══ DATA ENTRIES

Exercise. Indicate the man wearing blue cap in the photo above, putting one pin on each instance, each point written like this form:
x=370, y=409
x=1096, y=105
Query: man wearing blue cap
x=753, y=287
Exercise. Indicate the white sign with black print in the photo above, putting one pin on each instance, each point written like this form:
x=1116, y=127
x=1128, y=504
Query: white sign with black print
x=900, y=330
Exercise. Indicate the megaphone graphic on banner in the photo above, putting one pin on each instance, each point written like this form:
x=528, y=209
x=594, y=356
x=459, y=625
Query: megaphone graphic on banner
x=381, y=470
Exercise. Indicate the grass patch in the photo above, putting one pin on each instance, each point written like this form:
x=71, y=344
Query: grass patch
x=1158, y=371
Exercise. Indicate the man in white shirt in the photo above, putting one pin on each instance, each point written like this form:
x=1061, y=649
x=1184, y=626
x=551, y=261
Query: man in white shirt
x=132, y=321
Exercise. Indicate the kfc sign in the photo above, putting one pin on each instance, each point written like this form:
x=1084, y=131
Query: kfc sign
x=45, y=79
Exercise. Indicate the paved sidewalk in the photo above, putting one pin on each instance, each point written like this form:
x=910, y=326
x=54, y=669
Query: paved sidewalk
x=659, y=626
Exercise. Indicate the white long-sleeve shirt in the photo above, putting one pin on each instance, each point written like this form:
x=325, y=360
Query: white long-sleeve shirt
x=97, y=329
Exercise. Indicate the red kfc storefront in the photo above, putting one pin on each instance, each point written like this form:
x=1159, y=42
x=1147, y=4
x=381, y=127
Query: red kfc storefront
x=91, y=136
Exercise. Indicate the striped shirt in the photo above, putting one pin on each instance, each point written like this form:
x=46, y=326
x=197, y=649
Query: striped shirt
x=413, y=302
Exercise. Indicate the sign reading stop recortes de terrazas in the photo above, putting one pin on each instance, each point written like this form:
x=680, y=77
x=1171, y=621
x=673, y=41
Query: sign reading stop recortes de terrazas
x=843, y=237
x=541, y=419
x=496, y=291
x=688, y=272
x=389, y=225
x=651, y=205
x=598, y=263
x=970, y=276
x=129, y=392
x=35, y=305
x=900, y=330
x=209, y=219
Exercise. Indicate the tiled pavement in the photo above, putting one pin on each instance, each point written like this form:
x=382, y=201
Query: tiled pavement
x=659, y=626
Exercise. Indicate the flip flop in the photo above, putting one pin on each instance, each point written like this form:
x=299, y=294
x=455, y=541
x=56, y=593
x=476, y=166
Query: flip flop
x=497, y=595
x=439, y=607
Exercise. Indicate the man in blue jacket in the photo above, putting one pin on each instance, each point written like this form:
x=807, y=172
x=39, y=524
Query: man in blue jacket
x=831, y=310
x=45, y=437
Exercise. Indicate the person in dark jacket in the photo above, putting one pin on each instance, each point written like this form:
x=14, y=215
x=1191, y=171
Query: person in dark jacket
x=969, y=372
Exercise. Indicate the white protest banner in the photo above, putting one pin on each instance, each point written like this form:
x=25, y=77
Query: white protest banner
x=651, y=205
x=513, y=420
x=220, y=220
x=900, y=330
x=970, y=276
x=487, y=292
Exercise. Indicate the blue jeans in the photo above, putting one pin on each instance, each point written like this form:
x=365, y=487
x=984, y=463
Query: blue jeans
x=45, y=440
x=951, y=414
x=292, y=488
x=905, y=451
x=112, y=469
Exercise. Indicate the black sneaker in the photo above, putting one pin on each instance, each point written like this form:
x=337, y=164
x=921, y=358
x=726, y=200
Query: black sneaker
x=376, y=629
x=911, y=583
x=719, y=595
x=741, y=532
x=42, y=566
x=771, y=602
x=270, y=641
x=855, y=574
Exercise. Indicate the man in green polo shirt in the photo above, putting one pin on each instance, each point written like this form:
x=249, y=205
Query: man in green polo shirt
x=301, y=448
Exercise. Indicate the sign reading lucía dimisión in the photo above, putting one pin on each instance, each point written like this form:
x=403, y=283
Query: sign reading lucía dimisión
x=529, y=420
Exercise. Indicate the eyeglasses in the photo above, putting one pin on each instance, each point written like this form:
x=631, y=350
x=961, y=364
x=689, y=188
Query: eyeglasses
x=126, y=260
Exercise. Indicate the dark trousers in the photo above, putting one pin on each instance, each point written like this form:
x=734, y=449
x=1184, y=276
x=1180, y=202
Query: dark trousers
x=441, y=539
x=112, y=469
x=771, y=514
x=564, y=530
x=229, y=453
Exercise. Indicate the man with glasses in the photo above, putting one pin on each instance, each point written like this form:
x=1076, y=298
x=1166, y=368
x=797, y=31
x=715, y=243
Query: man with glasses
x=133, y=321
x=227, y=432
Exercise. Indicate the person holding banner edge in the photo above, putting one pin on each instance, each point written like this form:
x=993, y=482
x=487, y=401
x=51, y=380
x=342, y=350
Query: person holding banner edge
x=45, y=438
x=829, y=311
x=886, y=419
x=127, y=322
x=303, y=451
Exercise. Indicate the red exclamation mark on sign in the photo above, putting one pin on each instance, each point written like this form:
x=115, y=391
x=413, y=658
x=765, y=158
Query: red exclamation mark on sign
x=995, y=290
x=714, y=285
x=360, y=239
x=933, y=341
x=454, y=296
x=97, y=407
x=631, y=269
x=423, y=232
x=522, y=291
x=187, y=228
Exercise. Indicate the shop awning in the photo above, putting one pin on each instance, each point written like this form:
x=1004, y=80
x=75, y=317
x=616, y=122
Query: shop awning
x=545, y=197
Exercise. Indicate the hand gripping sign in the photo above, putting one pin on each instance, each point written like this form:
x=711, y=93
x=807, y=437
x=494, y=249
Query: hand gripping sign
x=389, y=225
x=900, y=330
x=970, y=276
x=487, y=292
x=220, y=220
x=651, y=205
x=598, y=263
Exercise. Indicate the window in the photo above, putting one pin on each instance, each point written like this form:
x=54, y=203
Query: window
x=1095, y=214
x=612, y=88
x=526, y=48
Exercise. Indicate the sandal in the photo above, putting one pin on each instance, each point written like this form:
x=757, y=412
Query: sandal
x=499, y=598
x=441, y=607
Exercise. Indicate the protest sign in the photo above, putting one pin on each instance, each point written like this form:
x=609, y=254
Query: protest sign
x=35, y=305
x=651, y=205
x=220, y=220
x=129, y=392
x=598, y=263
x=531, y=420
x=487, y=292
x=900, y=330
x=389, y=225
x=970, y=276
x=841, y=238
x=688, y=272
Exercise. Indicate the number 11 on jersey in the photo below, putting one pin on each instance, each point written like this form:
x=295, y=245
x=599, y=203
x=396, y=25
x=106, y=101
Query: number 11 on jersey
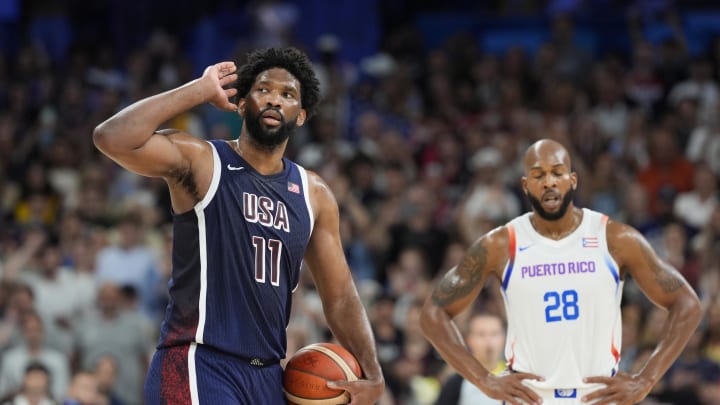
x=274, y=248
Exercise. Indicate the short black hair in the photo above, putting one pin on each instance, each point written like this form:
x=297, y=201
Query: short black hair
x=289, y=58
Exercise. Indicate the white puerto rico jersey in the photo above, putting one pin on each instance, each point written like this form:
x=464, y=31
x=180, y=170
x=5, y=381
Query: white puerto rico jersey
x=562, y=299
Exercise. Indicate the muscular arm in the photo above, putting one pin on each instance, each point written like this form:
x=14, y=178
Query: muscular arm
x=665, y=287
x=132, y=139
x=454, y=293
x=343, y=309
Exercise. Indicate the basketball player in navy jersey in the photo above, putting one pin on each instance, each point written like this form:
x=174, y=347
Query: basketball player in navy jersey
x=244, y=220
x=561, y=271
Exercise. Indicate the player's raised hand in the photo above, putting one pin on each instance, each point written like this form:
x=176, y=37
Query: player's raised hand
x=220, y=75
x=508, y=387
x=622, y=389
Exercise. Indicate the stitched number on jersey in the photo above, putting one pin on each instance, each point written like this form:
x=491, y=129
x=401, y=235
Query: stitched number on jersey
x=561, y=306
x=262, y=248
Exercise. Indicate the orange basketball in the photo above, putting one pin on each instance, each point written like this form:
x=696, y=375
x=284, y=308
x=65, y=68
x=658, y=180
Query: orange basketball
x=311, y=367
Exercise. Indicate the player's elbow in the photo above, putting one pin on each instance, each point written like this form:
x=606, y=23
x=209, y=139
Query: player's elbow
x=102, y=136
x=692, y=308
x=688, y=308
x=430, y=316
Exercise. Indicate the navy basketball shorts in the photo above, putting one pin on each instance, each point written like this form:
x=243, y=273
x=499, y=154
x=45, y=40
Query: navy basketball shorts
x=197, y=375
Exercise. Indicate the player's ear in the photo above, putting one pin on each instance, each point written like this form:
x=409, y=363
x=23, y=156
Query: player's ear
x=302, y=116
x=241, y=107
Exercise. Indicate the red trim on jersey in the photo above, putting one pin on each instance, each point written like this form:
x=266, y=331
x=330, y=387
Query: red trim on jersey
x=615, y=352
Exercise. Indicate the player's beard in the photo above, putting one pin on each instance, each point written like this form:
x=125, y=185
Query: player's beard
x=552, y=216
x=264, y=137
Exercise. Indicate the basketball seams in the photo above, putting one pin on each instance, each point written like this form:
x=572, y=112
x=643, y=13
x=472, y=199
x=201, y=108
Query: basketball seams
x=349, y=373
x=308, y=372
x=324, y=401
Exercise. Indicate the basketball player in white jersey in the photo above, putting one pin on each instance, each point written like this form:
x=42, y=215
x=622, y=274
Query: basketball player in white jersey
x=561, y=270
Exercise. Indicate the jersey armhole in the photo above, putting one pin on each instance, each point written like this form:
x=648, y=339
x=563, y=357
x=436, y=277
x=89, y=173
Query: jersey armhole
x=512, y=246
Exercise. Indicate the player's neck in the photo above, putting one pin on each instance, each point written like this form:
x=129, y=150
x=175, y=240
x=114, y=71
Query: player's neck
x=559, y=228
x=264, y=161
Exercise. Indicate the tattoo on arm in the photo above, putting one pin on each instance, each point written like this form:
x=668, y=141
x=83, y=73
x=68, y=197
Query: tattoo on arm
x=459, y=282
x=666, y=275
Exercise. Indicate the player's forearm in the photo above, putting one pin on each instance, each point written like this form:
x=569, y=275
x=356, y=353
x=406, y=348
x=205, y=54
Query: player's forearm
x=683, y=318
x=439, y=329
x=131, y=127
x=348, y=321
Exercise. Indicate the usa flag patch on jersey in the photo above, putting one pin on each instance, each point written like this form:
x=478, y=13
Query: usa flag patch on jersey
x=566, y=393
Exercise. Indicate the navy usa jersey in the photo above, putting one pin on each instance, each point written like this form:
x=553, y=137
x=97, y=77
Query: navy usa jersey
x=236, y=259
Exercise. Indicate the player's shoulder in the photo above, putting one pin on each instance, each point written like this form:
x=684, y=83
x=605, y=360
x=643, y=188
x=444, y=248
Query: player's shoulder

════

* SET PROBLEM: Recast the lines above as a Markdown table with the columns Row and Text, starting at the line that contains "Exercise. Indicate the white long-sleeve" and ending at the line that contains "x=413, y=302", both included. Number each line in the Row column and leave out any blank lines.

* FULL SOLUTION:
| Row | Text |
|---|---|
| 1 | Exercise. Indicate the white long-sleeve shirt in the photo above, putting one pin on each instance, each point written like this form: |
| 2 | x=325, y=360 |
| 3 | Query: white long-sleeve shirt |
| 4 | x=97, y=329 |
| 5 | Exercise. Indicate the red kfc storefront in the photo above, putting one pin on each instance, each point written like this form: |
| 6 | x=1159, y=42 |
| 7 | x=1147, y=4 |
| 8 | x=381, y=127 |
| 9 | Query: red kfc storefront |
| 10 | x=91, y=136 |
| 11 | Exercise. Indicate the striped shirt in the photo above, putting one pin on each instance, each point written like this form: |
| 12 | x=46, y=326 |
| 13 | x=197, y=649 |
| 14 | Query: striped shirt |
| 15 | x=413, y=302 |